Actions to take:
A) Answer these from the report below on the Bengals' win over the Steelers:
(i) What was the final score?
(ii) Since which season had the Bengals not won four straight games during a season?
(iii) Who caught the 18-yard pass with 13 seconds left?
B) Render this sentence from the report below on the Bengals' win over the Steelers into Spanish: "Plus, they didn't work on the two-minute drill this week because the miserable weather cut so much into their practice time."

BY GEOFF HOBSON
PITTSBURGH - Jon Kitna, the future high school math teacher who is now working in the elite ratios of NFL, laughed when asked of the statistical probabilities of Sunday's sudden 24-20 victory over the Steelers.
After all, the Bengals hadn't won four straight games during a season since 1989 season. They hadn't won two straight on the road since 1995, or here since 1999, or ever at Heinz Field, or very much against Steelers coach Bill Cowher and his 17-6 edge against Cincinnati since he arrived in 1992.
And, they roughly had to go a yard a second to do it with 57 seconds left and on their own 48 in a hostile hot house trying to remind them they have the league's worst road record in the last dozen years.
Plus, they didn't work on the two-minute drill this week because the miserable weather cut so much into their practice time.
"But we've been doing it every week since training camp started, so we're well versed in it," said offensive coordinator Bob Bratkowski.
How about a word problem? What are the odds that the Bengals, with the worst kickoff return average in the NFL, would cork off a 27-yarder on the last special teams play of the game?
But the math teacher crunched the numbers when his 18-yard tracer to tight end Matt Schobel with 13 seconds left kept the Bengals in first place in the AFC North at 7-5 with the Baltimore team they play on the road next Sunday.

[Recorded data]

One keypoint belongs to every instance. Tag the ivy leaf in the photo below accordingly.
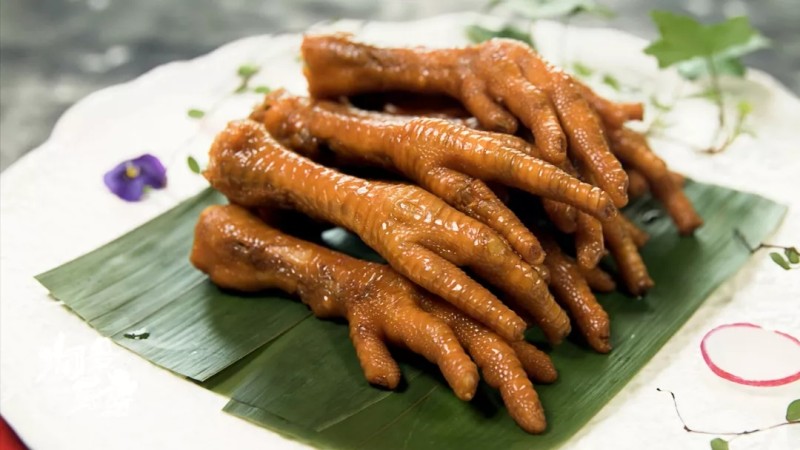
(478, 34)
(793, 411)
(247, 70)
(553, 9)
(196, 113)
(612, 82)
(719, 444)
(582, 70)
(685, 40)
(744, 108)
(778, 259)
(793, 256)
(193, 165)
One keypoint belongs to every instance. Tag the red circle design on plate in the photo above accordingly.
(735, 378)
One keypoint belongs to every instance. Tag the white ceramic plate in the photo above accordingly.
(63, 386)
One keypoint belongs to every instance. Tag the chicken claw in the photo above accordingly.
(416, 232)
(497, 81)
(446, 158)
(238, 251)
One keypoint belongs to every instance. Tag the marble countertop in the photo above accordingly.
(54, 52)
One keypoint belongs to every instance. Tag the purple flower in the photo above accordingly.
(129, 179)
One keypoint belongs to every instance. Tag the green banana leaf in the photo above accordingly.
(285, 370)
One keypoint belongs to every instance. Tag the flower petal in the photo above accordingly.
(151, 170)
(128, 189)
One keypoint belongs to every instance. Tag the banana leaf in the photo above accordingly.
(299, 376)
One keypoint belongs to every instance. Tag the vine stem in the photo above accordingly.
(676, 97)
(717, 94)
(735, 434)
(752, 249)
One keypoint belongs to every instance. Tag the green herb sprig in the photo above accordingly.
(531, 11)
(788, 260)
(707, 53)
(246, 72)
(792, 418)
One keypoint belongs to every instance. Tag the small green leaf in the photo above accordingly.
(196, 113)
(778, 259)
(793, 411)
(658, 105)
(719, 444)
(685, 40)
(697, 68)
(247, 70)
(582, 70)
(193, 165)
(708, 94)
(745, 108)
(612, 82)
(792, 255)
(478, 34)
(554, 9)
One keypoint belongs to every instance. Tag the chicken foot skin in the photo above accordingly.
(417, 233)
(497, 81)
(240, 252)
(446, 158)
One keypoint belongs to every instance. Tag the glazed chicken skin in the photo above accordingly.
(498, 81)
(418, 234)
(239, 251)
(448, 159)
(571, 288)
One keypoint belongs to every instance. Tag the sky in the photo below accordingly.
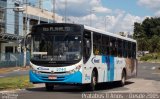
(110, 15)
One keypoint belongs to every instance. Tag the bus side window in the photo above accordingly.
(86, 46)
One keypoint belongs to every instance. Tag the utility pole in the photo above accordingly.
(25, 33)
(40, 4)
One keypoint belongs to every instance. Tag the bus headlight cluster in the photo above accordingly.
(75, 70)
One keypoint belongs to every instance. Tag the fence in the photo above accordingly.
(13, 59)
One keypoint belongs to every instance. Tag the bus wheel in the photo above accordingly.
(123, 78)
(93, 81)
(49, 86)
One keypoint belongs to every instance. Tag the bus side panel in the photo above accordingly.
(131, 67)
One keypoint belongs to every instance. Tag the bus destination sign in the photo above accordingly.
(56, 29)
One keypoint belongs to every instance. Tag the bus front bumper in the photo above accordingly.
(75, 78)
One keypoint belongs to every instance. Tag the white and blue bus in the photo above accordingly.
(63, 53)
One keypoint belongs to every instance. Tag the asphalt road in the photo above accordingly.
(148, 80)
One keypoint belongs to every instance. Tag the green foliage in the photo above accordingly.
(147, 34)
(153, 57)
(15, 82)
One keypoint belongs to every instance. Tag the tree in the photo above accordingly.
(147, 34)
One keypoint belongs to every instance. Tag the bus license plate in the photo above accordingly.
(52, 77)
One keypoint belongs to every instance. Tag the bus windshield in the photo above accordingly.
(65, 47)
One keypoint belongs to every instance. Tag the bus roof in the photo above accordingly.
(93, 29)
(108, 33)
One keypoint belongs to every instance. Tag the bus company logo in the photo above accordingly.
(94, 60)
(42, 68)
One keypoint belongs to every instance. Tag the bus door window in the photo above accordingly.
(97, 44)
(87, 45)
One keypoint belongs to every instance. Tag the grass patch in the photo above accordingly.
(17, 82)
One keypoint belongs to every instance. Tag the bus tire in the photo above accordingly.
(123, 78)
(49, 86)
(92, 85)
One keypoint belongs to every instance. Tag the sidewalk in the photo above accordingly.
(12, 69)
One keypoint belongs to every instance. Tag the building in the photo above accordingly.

Responses to the tasks:
A)
(i) 24-20
(ii) 1989
(iii) Matt Schobel

B) Además, no trabajaron en la ofensiva de dos minutos esta semana porque el pésimo clima redujo tanto su tiempo de práctica.